§ Written task
Reproduce every one of the following records line for line, without alteration.

§ Data supplied

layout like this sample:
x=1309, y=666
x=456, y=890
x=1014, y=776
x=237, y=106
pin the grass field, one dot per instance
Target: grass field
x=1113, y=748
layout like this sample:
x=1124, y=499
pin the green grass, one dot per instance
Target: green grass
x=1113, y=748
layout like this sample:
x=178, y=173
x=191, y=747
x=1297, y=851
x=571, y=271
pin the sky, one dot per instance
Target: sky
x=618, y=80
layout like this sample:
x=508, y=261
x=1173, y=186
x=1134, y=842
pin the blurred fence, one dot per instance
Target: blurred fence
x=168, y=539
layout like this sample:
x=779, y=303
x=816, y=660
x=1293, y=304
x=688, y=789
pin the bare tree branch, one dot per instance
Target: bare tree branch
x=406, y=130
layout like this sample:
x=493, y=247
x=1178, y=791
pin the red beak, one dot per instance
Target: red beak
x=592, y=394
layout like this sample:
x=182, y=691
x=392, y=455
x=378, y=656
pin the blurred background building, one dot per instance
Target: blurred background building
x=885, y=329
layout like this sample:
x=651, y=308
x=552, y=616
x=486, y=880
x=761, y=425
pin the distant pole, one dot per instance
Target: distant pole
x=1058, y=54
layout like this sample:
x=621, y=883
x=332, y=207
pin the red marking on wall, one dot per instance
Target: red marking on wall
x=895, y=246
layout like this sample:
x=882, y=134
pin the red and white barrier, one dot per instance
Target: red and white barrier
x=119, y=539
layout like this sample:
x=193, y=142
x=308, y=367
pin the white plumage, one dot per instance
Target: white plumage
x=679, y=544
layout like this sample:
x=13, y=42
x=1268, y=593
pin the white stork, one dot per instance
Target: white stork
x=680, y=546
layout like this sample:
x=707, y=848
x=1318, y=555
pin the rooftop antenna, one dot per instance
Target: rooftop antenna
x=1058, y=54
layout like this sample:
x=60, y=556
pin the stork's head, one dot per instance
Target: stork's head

§ Output for this task
layout like this sample:
x=1309, y=666
x=456, y=890
x=1014, y=776
x=237, y=106
pin the grass field, one dot per instance
Target: grass field
x=1113, y=748
layout like this sample:
x=1124, y=499
pin the green grass, one dot per instance
Target: green grass
x=1113, y=748
layout like this sample:
x=178, y=173
x=191, y=747
x=1297, y=851
x=571, y=271
pin the sky, one dot per instance
Target: sky
x=618, y=80
layout like this sample:
x=508, y=261
x=1173, y=186
x=1134, y=842
pin the blurred fence, one dot per instance
Target: blurred fence
x=168, y=539
layout like this sample:
x=779, y=303
x=816, y=660
x=1293, y=304
x=688, y=789
pin the bare tree branch, one dot per instance
Target: bare tree branch
x=406, y=130
layout like this sample:
x=493, y=247
x=1178, y=791
pin the red beak, one dot per instance
Target: red beak
x=592, y=394
layout like this sample:
x=182, y=691
x=392, y=455
x=378, y=656
pin the blurred background building, one dot per instance
Target: blurred background building
x=885, y=329
layout like this sample:
x=651, y=308
x=552, y=616
x=486, y=880
x=761, y=425
pin the distant pole, one dot per instance
Target: distant pole
x=1058, y=54
layout like this sample:
x=621, y=883
x=332, y=207
pin the red marking on wall, one dot per instance
Target: red marking on wall
x=895, y=246
layout like this sample:
x=882, y=134
pin the red and white barrier, one dot per instance
Target: red and white barrier
x=119, y=539
layout like this sample:
x=193, y=142
x=308, y=367
pin the white plumage, one dot per instance
Target: white plumage
x=679, y=544
layout like this sample:
x=13, y=42
x=1268, y=593
pin the white stork, one dot per instance
Target: white stork
x=680, y=546
layout like this sample:
x=707, y=848
x=1318, y=555
pin the rooftop antenna, one dot per instance
Target: rooftop antenna
x=1058, y=54
layout like this sample:
x=60, y=556
pin the stork's head, one dot per instance
Target: stork's head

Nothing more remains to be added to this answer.